## EXERCISE REQUIREMENTS
Which scholars does the passage below on the map in Asher's novel cite or quote by name, leaving out Asher?

## PROVIDED PASSAGE
The Medium of the Map: Navigating the Emotional Landscape of the Storyworld through the Cartographic

Equipped with a map that shows the places Hannah discusses on the tapes, Clay is guided in his journey through the town of Crestmont in which the novel is set. Soon, he starts to involuntarily localize himself with the help of the map in the storyworld as mediated by Hannah. Therefore, Clay enters a world that was constructed for him by Hannah in order to understand the emotional landscape surrounding her decision to commit suicide. The medium of the cartographic in Asher’s text has two purposes: While it first can be considered a guide to the emotional landscape characterizing the novel, it moreover functions as a textual referent, helping in the construction of the understanding of the novel’s storyworld for the reader. The map of the Historic Crestmont Business District that accompanies Hannah’s stories is in the form of the inlay of the softcover version of the novel. In the hardcover copy, a folded-up map is part of the cover. Both maps show twelve points of interest, supposedly marked by Hannah with red stars, which she explains on the first side of the first tape Clay listens to.

Even though the map does not function as an authoritative guide in the novel, it nevertheless acts like a “prop in a game of make-believe” (Walton qtd. in Ryan, “Narrative Cartography” 340). An interplay is to be identified between the physical, printed map as such, and the cognitive processes accompanying the reading and decoding of said map. The map which comprises the novel’s cover can be considered an “internal” map, as Marie-Laure Ryan claims (336). It was likely designed by either the author or an illustrator and functions as a means of mapping the space between the reader and the text (336).

In the previous section, I provided the theoretical framework necessary to understand the role of the map within the novel. The second part of this essay will provide a close reading of Asher’s text. The role of the cartographic will be analyzed by looking at the emotionality that the map evokes. Its meaning constituting purpose allows for discussing the emotional and affective behaviors elicited on the level of the diegesis within Clay while he is following the marks on the map. It will consider how the decoding of the cartographic contributes to the constructing of the novel’s storyworld through the reader.

Cognitive Mapping

The map that characterizes the intermedial landscape of Asher’s text can, to a certain degree, be considered a “cognitive map” (Ryan, “Cognitive Maps” 215). “[A] cognitive map,” claims Ryan, “is a mental model of spatial relations” (215). Space is crucial in the understanding of cognitive mapping within literature, as it becomes “a stage for narrative events” (215). Ryan lists several purposes of mental maps according to Yi-Fu Tuan, two of which are of special interest to the discussion of the novel. First, she paraphrases Tuan by suggesting that mental maps can be thought of as “mnemonic devices (‘memory places’)” (Tuan qtd. in Ryan, “Cognitive Maps” 214), meaning that they elicit certain thoughts and emotions their user connects to a certain place. This includes memories the characters of a text assign to certain places. Second, maps “structure and store knowledge” (Tuan qtd. in Ryan, “Cognitive Maps” 214), meaning that certain knowledge is created around spatial markers; attributes are thus addressed to certain spaces that play crucial roles in the developing of the plot of a literary text. As a general concept, cognitive mapping can be understood as the attempt to formally organize the space making up a literary text.

## EXCERPTED RECORDS

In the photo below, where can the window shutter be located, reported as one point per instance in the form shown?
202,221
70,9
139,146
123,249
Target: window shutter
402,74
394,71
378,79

## EXERCISE SOLUTION
Walton, Marie-Laure Ryan, Yi-Fu Tuan